**TASK REQUIREMENTS**
Only the lines from the one with "positive clicks: (489, 234) (479, 238)" through the last line of the data below are to be duplicated, exactly and without pictures.

Collected data:
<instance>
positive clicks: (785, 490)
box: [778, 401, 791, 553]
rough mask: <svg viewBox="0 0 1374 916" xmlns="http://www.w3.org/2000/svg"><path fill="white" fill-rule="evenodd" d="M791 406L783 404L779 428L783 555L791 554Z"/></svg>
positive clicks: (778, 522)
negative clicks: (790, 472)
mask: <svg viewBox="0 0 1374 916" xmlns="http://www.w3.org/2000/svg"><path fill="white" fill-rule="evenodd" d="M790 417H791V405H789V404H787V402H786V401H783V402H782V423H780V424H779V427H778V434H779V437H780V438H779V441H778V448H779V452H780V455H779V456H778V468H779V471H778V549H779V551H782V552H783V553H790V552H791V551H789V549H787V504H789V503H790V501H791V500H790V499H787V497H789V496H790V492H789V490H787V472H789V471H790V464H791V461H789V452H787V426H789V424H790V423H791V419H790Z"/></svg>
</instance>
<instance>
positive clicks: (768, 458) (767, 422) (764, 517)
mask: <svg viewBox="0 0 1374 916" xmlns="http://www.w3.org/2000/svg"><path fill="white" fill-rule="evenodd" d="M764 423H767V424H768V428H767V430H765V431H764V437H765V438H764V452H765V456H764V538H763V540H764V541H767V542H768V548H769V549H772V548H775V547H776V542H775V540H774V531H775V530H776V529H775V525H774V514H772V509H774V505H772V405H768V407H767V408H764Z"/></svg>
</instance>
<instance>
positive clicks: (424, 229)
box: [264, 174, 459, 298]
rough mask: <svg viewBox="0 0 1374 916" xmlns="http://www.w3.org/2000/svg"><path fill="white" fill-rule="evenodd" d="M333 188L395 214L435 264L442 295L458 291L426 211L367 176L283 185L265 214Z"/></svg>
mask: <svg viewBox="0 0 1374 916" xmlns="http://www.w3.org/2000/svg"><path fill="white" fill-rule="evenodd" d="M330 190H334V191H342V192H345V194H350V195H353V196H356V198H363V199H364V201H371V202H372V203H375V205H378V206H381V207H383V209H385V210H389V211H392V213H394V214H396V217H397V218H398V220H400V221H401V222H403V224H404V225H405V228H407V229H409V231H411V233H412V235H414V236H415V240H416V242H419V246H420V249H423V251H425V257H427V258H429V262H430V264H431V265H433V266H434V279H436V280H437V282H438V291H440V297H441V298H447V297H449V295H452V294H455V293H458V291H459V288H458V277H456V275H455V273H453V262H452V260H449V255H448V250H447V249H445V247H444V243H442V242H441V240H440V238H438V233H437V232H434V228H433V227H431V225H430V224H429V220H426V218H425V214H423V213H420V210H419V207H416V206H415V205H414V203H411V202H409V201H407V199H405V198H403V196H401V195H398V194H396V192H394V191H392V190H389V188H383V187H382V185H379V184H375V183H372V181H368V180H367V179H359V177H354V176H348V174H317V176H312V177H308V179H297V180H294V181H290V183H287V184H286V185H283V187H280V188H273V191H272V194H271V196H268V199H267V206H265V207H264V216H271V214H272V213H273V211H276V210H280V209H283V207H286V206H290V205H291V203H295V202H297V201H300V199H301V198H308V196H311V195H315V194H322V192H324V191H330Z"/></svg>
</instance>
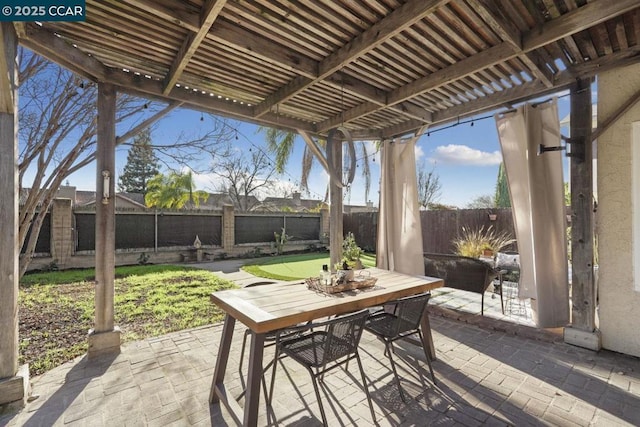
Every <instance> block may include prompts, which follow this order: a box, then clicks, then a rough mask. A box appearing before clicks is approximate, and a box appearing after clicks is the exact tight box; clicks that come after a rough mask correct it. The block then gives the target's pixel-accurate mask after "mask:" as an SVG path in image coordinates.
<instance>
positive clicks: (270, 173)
mask: <svg viewBox="0 0 640 427" xmlns="http://www.w3.org/2000/svg"><path fill="white" fill-rule="evenodd" d="M250 153H251V155H250V156H247V155H246V152H243V151H235V152H232V153H230V154H228V155H227V156H224V157H222V160H220V161H218V163H217V164H216V165H215V167H214V168H213V170H212V172H213V173H214V174H215V175H217V176H218V177H220V178H221V179H222V184H220V185H219V188H218V189H219V190H221V191H222V192H226V193H227V194H229V197H230V198H231V200H232V201H233V204H234V207H235V208H236V209H237V210H239V211H241V212H246V211H249V210H251V208H253V207H254V204H255V200H256V199H255V196H256V194H257V193H258V191H260V190H262V189H270V188H272V186H273V180H272V176H273V174H274V173H275V168H274V166H273V165H272V164H271V162H270V160H269V158H268V157H267V155H266V154H265V153H264V152H263V151H262V150H252V151H251V152H250Z"/></svg>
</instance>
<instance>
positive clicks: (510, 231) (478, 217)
mask: <svg viewBox="0 0 640 427" xmlns="http://www.w3.org/2000/svg"><path fill="white" fill-rule="evenodd" d="M494 215H495V216H494ZM420 221H421V225H422V246H423V251H424V252H435V253H453V252H454V246H453V240H454V239H455V238H456V237H457V236H458V235H459V234H460V233H461V232H462V229H463V227H464V228H470V229H474V228H479V227H484V228H485V230H486V229H488V228H489V227H493V229H494V230H495V231H496V232H498V233H501V232H503V231H504V232H507V233H509V234H510V235H511V236H513V237H514V238H515V228H514V225H513V217H512V215H511V209H509V208H507V209H458V210H434V211H421V212H420ZM344 232H345V234H346V233H347V232H352V233H353V235H354V237H355V238H356V242H357V243H358V246H360V247H361V248H363V249H365V250H366V251H372V252H373V251H375V249H376V240H377V235H378V213H377V212H365V213H353V214H345V215H344ZM508 249H511V250H516V249H517V248H516V247H515V245H514V247H511V248H508Z"/></svg>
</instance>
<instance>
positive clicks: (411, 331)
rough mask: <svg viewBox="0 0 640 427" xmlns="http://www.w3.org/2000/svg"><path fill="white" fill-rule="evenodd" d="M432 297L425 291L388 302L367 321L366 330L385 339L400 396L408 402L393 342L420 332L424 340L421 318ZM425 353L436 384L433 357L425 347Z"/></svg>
mask: <svg viewBox="0 0 640 427" xmlns="http://www.w3.org/2000/svg"><path fill="white" fill-rule="evenodd" d="M430 297H431V294H429V293H425V294H419V295H412V296H409V297H405V298H401V299H398V300H395V301H390V302H387V303H385V305H384V308H382V309H380V310H379V311H377V312H374V313H373V314H371V316H369V318H368V319H367V322H366V323H365V330H367V331H368V332H371V333H372V334H374V335H375V336H377V337H378V338H380V339H381V340H383V341H384V345H385V354H386V355H387V356H388V357H389V362H391V370H392V371H393V375H394V376H395V378H396V382H397V383H398V390H400V397H401V398H402V401H403V402H406V399H405V397H404V392H403V391H402V386H401V385H400V377H399V376H398V371H397V370H396V364H395V362H394V360H393V355H392V353H393V342H394V341H396V340H399V339H402V338H406V337H408V336H411V335H414V334H418V336H419V337H420V342H421V343H422V342H423V341H422V332H421V331H420V319H422V315H423V314H424V312H425V310H426V309H427V304H428V303H429V298H430ZM424 355H425V357H426V358H427V364H428V365H429V372H431V379H432V381H433V383H434V384H435V383H436V377H435V375H434V374H433V367H432V366H431V357H430V356H429V353H428V352H427V350H426V349H424Z"/></svg>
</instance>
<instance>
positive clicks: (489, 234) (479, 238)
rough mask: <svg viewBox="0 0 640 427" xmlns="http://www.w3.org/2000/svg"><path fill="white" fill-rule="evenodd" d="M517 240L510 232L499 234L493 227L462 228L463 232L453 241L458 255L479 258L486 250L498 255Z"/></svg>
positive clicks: (462, 227)
mask: <svg viewBox="0 0 640 427" xmlns="http://www.w3.org/2000/svg"><path fill="white" fill-rule="evenodd" d="M514 242H515V239H514V238H513V237H511V235H510V234H509V233H508V232H505V231H502V232H500V233H498V232H497V231H496V230H495V229H494V228H493V226H490V227H489V228H487V229H485V228H484V226H481V227H480V228H467V227H462V232H461V233H460V234H459V235H458V236H457V237H456V238H455V239H454V240H453V245H454V246H455V248H456V253H457V254H458V255H462V256H466V257H471V258H479V257H480V256H482V255H483V253H484V251H485V250H490V251H491V252H492V253H493V254H497V253H498V252H500V251H501V250H502V249H504V248H506V247H507V246H509V245H511V244H513V243H514Z"/></svg>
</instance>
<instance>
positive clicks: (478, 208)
mask: <svg viewBox="0 0 640 427" xmlns="http://www.w3.org/2000/svg"><path fill="white" fill-rule="evenodd" d="M495 207H496V205H495V200H494V198H493V196H491V194H483V195H482V196H478V197H476V198H475V199H473V200H472V201H471V202H469V203H468V204H467V209H484V208H495Z"/></svg>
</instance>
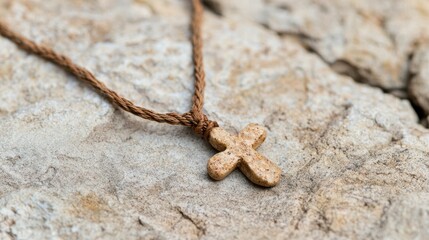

**ANSWER SPACE**
positive clicks: (489, 234) (479, 238)
rough mask: <svg viewBox="0 0 640 427" xmlns="http://www.w3.org/2000/svg"><path fill="white" fill-rule="evenodd" d="M517 240L510 232L499 234L493 227L462 228L463 232L453 241L458 255L479 258L486 250L498 255Z"/></svg>
positive clicks: (462, 227)
mask: <svg viewBox="0 0 640 427" xmlns="http://www.w3.org/2000/svg"><path fill="white" fill-rule="evenodd" d="M514 242H515V239H514V238H513V237H511V235H510V234H509V233H508V232H505V231H502V232H500V233H498V232H497V231H496V230H495V229H494V228H493V226H490V227H489V228H487V229H485V228H484V226H481V227H480V228H467V227H462V232H461V233H460V234H459V235H458V236H457V237H456V238H455V239H454V240H453V245H454V246H455V248H456V253H457V254H458V255H462V256H466V257H471V258H479V257H480V256H482V255H483V253H484V251H485V250H490V251H491V252H492V253H493V254H497V253H498V252H500V251H501V250H502V249H504V248H506V247H507V246H509V245H511V244H513V243H514Z"/></svg>
</instance>
<instance>
positive clicks: (478, 208)
mask: <svg viewBox="0 0 640 427" xmlns="http://www.w3.org/2000/svg"><path fill="white" fill-rule="evenodd" d="M495 207H496V205H495V200H494V198H493V196H491V194H483V195H482V196H478V197H476V198H475V199H473V200H472V201H471V202H469V203H468V204H467V209H484V208H495Z"/></svg>
</instance>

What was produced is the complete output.